Text segment ▸

= Beginning of Section =

Noah Whiteman

Noah Whiteman

Professor, Integrative Biology and Molecular & Cell Biology

I am thrilled to be on the faculty in the Department of Integrative Biology at the University of California. Because of my personal history, I am interested in encouraging those from all backgrounds to join and enrich the scientific enterprise with their perspectives--this includes, of course, those with liberal and conservative political perspectives, those who hold religious views and those who do not, those from big cities or those from rural areas. I am a first-generation college student. I was the first openly gay faculty member in my department at the University of Arizona and I am also the first in my new department at the University of California, Berkeley. I have found academia to be an oasis: at each university where I have worked I came to believe that I belonged there. I look forward to the day when none of us is judged by non-merit based criteria, where none of us has to talk about rising above societal perceptions of income, ethnicity, religion, physical traits, accents, sexual orientation or gender, political opinions and where human diversity is embraced in all of its forms, at all levels in our society and in every place. Until that day comes, we need to talk about it.

Noah Whiteman studies the molecular basis of adaptations arising from the ancient arms race between toxic plants and the animals and microbes that attack them. His laboratory's focus is on understanding the molecular bases (genetic, biochemical, physiological) of plant-insect chemical co-evolution, and specifically, how plant toxins are sensed and metabolized by animals. Most recently, they focused on plants that produce heart poisons that bind to the sodium potassium pump of animals. They used CRISPR-Cas-9 genome editing in Drosophila melanogaster to retrace the adaptive walk taken by monarch butterflies and their relatives as they colonized toxic milkweed plants. This allowed them to study how a series of adaptive mutations resulted in resistance to heart poisons in whole animal 'monarch flies' and revealed a biochemical mechanism for resistance.

= End of Section =

Data excerpts ▸

= Beginning of Section =

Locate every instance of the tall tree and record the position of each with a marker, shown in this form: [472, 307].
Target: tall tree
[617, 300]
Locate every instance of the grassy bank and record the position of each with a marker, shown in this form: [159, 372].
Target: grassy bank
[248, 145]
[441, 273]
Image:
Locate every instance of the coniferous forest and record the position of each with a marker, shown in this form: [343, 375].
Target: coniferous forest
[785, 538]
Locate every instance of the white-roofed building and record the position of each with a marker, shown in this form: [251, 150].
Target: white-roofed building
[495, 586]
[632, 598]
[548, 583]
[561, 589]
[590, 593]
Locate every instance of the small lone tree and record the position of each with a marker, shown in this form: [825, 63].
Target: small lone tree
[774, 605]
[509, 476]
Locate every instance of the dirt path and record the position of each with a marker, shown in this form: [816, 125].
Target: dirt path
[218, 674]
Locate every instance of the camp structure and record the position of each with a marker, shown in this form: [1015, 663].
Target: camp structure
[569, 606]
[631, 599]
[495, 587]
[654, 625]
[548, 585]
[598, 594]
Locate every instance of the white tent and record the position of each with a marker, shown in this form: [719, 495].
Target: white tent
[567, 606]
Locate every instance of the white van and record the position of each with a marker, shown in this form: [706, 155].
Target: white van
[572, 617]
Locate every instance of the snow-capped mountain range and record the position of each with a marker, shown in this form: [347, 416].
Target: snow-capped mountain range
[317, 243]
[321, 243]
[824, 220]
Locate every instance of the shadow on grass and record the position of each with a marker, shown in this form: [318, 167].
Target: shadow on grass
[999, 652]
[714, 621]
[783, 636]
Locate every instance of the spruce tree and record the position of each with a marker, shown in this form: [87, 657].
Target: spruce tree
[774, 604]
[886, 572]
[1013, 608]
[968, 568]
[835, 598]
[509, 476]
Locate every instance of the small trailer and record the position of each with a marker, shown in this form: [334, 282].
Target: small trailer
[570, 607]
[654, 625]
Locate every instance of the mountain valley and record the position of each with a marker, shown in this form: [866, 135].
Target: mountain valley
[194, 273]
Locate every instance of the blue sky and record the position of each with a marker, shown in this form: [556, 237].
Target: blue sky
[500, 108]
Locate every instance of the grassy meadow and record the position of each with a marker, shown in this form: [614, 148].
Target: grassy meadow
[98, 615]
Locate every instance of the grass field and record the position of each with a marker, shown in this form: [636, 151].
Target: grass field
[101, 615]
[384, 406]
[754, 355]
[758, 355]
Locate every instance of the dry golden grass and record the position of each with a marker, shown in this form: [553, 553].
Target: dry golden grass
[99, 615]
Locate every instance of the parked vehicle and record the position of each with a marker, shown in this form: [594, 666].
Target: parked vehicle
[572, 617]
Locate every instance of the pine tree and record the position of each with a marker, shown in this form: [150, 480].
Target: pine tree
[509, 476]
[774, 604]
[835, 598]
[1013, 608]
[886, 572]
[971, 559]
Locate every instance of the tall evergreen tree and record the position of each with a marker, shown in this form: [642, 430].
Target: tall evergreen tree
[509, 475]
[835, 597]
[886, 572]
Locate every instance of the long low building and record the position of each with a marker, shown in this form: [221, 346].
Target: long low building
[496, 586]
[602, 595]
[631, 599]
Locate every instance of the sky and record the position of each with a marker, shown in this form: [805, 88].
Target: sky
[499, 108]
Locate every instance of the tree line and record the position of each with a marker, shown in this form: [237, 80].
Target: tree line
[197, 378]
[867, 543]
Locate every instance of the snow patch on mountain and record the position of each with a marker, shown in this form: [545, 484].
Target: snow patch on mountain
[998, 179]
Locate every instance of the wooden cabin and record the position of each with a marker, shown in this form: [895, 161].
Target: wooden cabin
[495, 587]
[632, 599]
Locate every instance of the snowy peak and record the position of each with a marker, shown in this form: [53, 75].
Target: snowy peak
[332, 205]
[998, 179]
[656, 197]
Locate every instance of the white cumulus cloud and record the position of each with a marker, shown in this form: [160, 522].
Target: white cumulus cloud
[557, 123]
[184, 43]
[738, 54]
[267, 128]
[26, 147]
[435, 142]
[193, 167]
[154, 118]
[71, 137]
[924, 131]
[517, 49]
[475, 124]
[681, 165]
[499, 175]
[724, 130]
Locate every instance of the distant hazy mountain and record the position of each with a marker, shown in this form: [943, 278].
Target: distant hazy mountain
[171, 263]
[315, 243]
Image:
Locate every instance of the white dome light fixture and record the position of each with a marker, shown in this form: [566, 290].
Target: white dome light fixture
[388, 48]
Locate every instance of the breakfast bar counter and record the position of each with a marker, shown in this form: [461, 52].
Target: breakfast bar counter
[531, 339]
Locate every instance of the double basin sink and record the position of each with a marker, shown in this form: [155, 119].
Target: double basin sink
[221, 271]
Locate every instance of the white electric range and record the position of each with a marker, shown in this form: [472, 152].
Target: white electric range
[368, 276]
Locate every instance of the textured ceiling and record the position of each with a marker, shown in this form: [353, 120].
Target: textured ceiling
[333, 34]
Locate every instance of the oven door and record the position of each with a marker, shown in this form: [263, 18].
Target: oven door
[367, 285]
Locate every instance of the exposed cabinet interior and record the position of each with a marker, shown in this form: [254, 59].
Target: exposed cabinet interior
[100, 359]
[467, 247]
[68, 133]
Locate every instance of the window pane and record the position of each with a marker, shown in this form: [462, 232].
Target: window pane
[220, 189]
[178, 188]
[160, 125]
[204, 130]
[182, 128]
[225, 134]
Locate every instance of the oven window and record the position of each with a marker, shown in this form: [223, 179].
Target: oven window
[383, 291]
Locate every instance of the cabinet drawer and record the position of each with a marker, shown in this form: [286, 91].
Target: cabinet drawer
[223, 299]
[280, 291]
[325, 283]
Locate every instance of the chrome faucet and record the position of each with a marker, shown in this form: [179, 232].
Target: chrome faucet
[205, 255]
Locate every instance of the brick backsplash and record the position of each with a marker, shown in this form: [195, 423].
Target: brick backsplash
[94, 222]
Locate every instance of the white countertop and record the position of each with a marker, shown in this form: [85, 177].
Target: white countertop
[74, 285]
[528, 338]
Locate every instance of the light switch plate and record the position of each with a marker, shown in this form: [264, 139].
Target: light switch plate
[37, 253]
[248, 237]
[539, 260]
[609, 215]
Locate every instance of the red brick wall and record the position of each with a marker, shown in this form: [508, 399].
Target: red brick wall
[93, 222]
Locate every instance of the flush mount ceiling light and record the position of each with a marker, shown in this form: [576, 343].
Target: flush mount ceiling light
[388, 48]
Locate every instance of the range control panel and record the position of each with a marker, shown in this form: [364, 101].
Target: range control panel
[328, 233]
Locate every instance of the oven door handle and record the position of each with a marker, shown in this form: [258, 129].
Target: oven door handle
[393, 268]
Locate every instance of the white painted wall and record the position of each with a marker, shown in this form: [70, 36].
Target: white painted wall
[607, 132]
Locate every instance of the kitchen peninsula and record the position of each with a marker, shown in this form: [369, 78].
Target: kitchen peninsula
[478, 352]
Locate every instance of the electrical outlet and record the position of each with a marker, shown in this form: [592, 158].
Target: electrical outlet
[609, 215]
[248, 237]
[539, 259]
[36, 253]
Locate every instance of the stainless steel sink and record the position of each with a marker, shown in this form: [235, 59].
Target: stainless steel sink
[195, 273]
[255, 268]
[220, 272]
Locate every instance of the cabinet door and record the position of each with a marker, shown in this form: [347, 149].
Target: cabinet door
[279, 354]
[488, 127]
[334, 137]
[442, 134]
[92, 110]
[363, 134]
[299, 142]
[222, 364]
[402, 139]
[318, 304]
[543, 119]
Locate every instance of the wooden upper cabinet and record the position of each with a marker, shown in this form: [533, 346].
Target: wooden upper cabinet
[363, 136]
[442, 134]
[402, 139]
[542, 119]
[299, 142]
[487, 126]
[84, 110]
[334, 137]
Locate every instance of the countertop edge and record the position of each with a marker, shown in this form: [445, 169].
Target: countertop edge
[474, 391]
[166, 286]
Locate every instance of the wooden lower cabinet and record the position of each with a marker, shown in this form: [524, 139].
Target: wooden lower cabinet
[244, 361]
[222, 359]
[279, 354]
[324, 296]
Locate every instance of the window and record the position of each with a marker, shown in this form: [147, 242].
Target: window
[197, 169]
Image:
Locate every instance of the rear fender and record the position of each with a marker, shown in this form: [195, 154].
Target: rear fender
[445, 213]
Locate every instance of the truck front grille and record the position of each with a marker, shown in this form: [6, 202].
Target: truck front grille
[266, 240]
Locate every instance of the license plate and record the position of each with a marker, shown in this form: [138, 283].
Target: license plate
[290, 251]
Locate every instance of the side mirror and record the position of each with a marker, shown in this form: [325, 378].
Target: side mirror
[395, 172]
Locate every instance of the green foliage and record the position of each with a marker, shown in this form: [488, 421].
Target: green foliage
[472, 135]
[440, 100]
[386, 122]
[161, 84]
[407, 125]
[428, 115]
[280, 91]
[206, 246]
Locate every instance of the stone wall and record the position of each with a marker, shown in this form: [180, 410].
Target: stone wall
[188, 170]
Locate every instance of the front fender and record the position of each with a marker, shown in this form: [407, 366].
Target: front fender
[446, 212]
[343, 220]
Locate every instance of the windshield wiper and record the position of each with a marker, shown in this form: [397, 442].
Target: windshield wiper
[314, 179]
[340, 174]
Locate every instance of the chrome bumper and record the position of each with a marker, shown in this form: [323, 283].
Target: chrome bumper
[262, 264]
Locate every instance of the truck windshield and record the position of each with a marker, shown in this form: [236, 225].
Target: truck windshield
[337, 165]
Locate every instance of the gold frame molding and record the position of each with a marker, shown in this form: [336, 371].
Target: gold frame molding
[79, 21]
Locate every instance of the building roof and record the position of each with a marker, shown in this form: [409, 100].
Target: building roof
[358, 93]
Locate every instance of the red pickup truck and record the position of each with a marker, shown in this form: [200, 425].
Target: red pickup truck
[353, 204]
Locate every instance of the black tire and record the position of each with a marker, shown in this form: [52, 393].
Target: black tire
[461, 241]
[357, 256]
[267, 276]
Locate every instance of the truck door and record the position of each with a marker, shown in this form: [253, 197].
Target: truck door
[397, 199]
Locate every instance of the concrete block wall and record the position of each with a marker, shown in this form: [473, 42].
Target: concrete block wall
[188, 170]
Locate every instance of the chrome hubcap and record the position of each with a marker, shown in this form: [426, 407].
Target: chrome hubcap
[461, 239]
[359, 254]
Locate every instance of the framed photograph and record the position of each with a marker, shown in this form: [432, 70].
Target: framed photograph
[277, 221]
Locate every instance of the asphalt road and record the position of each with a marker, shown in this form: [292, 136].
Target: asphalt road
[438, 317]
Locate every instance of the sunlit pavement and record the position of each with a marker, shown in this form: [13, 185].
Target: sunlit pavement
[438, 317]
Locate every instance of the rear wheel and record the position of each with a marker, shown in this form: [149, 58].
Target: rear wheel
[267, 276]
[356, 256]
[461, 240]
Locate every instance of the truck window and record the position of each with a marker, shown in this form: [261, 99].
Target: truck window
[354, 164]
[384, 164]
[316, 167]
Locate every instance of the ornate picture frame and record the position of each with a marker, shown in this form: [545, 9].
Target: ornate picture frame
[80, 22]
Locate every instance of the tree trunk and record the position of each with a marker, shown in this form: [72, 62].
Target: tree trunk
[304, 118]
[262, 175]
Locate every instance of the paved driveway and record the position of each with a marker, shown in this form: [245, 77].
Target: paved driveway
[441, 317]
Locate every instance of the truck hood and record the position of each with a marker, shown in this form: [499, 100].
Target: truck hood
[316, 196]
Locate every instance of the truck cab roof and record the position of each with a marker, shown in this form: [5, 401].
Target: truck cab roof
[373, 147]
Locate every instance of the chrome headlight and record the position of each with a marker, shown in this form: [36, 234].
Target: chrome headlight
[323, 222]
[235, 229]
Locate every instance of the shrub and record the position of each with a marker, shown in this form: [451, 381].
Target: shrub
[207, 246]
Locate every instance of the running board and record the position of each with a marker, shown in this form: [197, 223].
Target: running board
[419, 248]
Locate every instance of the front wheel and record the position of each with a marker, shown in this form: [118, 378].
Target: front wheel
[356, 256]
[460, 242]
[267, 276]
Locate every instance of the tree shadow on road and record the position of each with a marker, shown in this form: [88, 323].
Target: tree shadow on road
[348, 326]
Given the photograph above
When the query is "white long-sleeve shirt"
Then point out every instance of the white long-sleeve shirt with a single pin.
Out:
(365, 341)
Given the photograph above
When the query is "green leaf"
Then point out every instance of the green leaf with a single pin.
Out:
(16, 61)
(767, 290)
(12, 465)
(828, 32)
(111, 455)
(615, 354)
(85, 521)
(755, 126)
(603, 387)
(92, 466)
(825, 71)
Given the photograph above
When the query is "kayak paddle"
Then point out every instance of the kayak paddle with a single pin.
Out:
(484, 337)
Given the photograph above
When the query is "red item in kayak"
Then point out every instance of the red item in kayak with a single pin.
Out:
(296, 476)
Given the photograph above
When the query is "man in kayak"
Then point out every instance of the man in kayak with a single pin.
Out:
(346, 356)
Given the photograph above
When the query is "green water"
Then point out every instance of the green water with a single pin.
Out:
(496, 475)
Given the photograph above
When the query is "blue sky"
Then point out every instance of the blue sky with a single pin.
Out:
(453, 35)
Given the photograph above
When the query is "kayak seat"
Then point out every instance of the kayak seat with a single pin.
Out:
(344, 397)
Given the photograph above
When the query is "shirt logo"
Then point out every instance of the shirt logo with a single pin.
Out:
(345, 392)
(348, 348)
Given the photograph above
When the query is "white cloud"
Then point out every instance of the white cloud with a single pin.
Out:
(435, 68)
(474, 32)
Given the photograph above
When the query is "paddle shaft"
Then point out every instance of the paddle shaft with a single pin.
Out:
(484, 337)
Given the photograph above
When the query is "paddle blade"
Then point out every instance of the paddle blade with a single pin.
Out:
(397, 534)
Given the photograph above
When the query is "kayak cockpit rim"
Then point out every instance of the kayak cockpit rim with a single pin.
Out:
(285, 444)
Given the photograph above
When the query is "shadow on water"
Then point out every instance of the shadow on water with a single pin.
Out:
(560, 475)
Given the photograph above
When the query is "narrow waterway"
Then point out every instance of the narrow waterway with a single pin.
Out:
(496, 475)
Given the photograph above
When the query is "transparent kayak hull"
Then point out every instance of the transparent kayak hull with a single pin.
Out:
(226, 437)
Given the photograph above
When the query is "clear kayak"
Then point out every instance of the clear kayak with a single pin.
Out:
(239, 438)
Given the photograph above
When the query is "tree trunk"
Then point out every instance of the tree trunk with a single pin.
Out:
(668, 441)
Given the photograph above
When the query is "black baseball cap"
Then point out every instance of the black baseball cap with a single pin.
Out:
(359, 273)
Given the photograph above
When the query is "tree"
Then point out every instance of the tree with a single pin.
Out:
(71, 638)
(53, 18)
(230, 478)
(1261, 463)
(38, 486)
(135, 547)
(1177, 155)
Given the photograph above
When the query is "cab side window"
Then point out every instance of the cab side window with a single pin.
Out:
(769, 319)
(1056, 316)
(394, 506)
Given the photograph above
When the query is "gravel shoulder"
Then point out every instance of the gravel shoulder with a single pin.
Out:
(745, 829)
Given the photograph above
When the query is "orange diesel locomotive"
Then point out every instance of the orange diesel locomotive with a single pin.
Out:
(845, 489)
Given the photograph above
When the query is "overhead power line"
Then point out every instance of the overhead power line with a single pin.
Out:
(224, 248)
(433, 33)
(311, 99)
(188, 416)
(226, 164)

= End of Section =

What you need to do ▸
Please copy the passage from the faculty profile word for word, beginning at the words "Noah Whiteman studies" and stopping after "mechanism for resistance.". The entries come from a separate source.

Response to the exercise ▸
Noah Whiteman studies the molecular basis of adaptations arising from the ancient arms race between toxic plants and the animals and microbes that attack them. His laboratory's focus is on understanding the molecular bases (genetic, biochemical, physiological) of plant-insect chemical co-evolution, and specifically, how plant toxins are sensed and metabolized by animals. Most recently, they focused on plants that produce heart poisons that bind to the sodium potassium pump of animals. They used CRISPR-Cas-9 genome editing in Drosophila melanogaster to retrace the adaptive walk taken by monarch butterflies and their relatives as they colonized toxic milkweed plants. This allowed them to study how a series of adaptive mutations resulted in resistance to heart poisons in whole animal 'monarch flies' and revealed a biochemical mechanism for resistance.